Content starts
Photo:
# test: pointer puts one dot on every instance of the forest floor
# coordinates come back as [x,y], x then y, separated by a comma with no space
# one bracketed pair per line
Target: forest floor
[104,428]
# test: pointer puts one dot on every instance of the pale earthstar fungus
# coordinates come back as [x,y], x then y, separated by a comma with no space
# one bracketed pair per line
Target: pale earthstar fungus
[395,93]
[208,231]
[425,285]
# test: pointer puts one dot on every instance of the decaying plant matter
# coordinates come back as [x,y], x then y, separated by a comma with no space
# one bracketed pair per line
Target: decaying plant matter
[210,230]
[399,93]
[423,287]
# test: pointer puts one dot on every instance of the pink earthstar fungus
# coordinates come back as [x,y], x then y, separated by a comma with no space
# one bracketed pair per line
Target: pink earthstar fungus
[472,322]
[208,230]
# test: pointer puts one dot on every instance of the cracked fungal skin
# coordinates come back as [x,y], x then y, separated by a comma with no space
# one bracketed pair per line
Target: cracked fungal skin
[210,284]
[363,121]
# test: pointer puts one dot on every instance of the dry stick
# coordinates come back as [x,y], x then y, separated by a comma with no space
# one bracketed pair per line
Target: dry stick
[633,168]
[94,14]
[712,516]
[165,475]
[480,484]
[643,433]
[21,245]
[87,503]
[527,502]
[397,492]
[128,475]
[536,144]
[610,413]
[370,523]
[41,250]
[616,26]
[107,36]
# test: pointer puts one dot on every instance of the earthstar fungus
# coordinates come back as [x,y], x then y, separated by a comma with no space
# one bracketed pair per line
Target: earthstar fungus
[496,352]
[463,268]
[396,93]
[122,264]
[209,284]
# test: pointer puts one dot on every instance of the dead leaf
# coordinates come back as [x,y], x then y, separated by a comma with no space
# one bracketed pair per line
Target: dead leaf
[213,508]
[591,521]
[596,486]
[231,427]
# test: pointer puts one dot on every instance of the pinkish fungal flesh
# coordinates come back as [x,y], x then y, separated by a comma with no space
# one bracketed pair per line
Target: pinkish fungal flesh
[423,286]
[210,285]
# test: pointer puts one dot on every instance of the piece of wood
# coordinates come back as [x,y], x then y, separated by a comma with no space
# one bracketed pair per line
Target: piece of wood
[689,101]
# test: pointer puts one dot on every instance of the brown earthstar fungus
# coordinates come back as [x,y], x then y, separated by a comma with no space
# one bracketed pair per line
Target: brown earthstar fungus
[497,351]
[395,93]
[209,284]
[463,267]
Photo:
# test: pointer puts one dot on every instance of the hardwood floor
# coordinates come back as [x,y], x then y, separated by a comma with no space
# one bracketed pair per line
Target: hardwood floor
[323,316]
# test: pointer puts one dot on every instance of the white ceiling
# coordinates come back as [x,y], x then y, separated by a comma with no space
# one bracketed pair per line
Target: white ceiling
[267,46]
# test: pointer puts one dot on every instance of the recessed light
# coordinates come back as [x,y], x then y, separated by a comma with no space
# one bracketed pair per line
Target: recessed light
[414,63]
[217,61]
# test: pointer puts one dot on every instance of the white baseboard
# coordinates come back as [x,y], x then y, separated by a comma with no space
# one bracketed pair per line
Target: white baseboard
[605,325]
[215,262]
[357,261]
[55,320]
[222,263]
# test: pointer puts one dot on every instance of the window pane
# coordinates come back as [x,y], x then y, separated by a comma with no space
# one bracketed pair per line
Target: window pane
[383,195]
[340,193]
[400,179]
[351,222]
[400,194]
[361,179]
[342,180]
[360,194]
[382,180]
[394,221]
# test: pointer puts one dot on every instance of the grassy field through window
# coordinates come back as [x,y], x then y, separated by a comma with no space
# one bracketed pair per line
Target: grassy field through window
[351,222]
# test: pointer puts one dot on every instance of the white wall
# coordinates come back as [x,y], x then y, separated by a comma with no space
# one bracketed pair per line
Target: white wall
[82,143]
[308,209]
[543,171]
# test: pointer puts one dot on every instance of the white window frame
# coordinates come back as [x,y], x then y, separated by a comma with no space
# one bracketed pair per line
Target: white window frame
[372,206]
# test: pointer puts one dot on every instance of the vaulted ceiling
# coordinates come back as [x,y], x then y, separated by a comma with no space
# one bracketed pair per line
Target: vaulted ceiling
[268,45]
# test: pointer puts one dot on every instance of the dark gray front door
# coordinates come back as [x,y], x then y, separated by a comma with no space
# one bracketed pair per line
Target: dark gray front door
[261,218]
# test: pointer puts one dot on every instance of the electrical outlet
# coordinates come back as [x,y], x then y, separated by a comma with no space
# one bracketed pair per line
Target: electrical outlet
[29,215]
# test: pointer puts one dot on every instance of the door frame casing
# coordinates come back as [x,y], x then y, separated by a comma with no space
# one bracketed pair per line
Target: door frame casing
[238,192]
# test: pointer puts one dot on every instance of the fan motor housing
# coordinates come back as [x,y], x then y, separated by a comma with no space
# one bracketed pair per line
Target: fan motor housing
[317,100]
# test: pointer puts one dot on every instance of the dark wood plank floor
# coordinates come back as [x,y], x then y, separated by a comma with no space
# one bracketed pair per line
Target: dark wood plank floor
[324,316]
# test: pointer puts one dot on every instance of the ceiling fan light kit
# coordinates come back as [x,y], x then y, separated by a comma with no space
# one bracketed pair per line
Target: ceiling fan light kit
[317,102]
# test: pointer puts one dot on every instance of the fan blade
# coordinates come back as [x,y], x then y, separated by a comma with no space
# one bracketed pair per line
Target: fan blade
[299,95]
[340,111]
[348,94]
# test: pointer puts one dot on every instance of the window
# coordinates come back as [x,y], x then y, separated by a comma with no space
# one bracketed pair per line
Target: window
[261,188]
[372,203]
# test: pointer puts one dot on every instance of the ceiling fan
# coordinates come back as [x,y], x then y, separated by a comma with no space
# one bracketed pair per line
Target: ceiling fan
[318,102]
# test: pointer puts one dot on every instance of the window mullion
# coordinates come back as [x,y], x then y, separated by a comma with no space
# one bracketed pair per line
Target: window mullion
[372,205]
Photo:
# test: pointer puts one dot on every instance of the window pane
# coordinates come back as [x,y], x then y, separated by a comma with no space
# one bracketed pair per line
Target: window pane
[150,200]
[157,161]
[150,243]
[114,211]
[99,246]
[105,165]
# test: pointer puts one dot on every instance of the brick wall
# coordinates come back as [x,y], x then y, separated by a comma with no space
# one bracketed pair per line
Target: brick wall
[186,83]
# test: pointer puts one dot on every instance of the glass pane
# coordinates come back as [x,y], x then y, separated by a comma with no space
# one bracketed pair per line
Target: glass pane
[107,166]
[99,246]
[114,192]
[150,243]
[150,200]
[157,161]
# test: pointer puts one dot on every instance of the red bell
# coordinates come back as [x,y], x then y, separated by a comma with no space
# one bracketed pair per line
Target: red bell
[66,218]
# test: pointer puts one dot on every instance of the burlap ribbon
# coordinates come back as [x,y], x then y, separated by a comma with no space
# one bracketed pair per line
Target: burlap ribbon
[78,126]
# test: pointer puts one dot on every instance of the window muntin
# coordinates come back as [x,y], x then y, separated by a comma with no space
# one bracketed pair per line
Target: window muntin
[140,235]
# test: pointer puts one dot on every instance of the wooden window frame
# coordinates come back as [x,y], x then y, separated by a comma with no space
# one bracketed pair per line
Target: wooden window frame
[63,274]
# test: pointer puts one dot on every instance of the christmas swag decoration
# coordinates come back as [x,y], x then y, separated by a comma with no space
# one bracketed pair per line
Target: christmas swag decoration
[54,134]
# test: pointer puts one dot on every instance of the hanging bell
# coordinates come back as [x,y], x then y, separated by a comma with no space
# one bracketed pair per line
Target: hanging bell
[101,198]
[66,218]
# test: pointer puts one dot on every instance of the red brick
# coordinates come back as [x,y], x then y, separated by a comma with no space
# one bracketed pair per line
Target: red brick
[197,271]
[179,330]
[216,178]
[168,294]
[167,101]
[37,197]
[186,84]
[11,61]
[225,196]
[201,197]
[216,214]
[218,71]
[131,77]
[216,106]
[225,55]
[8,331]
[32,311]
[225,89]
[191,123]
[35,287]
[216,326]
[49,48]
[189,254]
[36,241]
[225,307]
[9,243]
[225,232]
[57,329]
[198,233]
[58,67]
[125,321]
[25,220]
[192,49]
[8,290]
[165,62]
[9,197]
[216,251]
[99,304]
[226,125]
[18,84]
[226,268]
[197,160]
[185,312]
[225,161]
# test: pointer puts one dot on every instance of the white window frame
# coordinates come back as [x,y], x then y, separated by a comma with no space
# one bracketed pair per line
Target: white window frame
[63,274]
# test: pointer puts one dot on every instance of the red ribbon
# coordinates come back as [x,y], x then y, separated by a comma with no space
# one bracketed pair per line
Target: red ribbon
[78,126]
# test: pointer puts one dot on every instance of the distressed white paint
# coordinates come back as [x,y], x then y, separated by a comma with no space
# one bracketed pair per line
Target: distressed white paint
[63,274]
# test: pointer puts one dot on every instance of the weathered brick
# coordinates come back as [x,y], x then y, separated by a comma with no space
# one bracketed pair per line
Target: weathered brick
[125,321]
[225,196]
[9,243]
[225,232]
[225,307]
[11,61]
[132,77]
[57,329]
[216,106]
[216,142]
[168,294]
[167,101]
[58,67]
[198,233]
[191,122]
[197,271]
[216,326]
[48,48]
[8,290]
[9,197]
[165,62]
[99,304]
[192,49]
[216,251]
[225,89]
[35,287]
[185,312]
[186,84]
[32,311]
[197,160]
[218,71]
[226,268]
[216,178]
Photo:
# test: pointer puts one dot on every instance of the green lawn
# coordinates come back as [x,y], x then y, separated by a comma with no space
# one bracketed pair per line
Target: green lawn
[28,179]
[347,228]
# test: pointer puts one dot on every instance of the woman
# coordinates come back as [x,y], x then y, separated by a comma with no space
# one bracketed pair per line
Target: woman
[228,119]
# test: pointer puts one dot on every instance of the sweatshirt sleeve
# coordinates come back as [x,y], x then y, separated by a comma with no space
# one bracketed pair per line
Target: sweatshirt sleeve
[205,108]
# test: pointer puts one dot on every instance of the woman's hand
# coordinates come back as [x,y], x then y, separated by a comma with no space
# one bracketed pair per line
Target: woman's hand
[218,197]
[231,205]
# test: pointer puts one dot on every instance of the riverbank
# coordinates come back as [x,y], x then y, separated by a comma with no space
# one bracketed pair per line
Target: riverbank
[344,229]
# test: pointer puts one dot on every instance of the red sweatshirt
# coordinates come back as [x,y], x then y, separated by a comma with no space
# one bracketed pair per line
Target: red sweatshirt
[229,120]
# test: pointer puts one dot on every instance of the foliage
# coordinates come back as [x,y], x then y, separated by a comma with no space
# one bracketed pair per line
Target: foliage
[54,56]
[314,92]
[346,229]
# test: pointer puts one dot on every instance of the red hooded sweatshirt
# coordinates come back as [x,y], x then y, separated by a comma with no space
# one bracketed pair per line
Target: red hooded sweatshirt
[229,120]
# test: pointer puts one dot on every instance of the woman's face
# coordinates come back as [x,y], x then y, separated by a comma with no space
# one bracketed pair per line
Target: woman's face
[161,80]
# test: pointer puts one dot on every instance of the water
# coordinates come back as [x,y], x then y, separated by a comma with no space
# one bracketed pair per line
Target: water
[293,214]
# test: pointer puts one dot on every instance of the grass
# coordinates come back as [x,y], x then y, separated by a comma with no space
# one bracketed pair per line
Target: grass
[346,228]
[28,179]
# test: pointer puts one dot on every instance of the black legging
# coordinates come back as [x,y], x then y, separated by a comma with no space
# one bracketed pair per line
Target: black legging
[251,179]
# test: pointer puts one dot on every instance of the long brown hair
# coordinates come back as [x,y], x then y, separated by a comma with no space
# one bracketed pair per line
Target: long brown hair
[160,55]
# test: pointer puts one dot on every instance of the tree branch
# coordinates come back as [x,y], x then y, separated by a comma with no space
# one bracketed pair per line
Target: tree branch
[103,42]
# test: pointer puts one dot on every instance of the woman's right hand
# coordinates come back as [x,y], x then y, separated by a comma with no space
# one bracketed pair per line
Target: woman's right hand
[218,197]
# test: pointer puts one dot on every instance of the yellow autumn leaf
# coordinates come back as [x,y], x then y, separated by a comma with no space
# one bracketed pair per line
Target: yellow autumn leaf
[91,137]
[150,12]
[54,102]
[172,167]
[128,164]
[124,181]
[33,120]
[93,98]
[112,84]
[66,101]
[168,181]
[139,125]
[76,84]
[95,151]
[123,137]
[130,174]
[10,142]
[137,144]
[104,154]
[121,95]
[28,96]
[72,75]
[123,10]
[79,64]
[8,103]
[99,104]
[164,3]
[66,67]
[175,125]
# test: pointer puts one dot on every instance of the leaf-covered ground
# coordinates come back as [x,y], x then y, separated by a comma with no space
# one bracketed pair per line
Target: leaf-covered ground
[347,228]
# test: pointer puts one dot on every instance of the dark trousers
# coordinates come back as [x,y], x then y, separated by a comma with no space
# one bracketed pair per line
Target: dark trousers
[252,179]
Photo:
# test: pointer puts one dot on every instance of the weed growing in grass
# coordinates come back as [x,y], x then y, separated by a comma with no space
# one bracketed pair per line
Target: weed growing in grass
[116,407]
Content ends
Your instructions - Look above for the line with "the yellow autumn leaf"; retype exactly that line, every line after it up to the line with "the dark trousers", and that line too, nothing else.

Answer -
# test: pointer puts one dot on every instance of the yellow autumn leaf
# coordinates come back as [x,y], x then y, separated by a comma with no space
# one bracketed pair per line
Target: yellow autumn leaf
[91,137]
[150,12]
[54,102]
[172,167]
[128,164]
[124,181]
[33,120]
[93,98]
[112,84]
[66,101]
[168,181]
[139,125]
[76,84]
[95,151]
[123,137]
[130,174]
[10,142]
[137,144]
[104,154]
[121,95]
[28,96]
[72,75]
[123,10]
[79,64]
[8,103]
[99,104]
[164,3]
[66,67]
[175,125]
# test: pointer puts one dot on every instance of the leaf-covered ground
# coordinates come back as [x,y], x then y, separated by a comma with no space
# one bracketed pair per line
Target: leaf-covered ground
[347,228]
# test: pointer puts one dot on every instance of the dark trousers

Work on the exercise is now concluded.